Point-based annotation records:

►

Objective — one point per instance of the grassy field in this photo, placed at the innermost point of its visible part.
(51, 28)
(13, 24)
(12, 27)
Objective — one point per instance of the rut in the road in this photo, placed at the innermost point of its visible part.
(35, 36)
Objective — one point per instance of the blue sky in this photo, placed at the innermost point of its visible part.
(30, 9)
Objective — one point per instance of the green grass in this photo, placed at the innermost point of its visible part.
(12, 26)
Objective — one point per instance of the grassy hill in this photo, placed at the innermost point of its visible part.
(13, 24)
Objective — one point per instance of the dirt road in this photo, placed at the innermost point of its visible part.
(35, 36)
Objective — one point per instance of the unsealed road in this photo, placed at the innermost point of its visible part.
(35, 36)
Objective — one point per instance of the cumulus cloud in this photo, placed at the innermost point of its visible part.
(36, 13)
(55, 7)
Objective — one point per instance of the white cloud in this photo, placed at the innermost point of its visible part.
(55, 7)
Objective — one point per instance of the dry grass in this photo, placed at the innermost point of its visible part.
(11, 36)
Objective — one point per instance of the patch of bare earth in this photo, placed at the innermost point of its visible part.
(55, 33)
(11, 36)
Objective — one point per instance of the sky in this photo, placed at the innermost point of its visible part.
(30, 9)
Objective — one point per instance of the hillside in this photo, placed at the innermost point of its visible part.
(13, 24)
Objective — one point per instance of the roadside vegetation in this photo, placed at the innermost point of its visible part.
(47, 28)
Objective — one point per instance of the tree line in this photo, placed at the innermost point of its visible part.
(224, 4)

◄

* [DIRECTIONS]: Rewrite every line of the records above as a numbered list, and leave out any blank lines.

* [FULL SOLUTION]:
1. Objective — one point per instance of the grassy field in this photo, placed at the innermost point of its visible part.
2. (51, 28)
3. (13, 24)
4. (12, 27)
5. Objective — one point per instance of the rut in the road in this photo, placed at the innermost point of its visible part.
6. (35, 36)
7. Objective — one point per instance of the blue sky in this photo, placed at the innermost point of its visible part.
8. (30, 9)
9. Objective — one point per instance of the green grass in this photo, placed at the innermost point of its visible part.
10. (12, 26)
11. Objective — one point per instance of the grassy hill in this photo, placed at the innermost point of its visible part.
12. (13, 24)
13. Objective — one point per instance of the dirt road in this photo, placed at the innermost point of its visible part.
14. (35, 36)
15. Objective — one point per instance of the unsealed road in this photo, placed at the innermost point of its visible part.
16. (35, 36)
17. Objective — one point per instance of the cumulus cloud in this photo, placed at the innermost point of its visible part.
18. (36, 13)
19. (55, 7)
20. Objective — one point per instance of the white cloud in this photo, placed at the innermost point of its visible part.
21. (55, 7)
22. Objective — one point per instance of the dry grass in this photo, placed at the innermost point of its visible part.
23. (11, 36)
24. Objective — one point per instance of the patch of bare earth in this photo, placed at the innermost point of its visible part.
25. (55, 33)
26. (11, 36)
27. Objective — one point per instance of the sky in this photo, placed at the innermost point of its visible part.
28. (30, 9)
29. Objective — one point per instance of the hillside in this photo, placed at the innermost point of its visible part.
30. (13, 24)
31. Objective — one point per instance of the roadside vegetation in this photo, placed at the innermost point of its visible part.
32. (47, 28)
33. Objective — one point per instance of the tree line in this photo, placed at the innermost point of its visible part.
34. (224, 4)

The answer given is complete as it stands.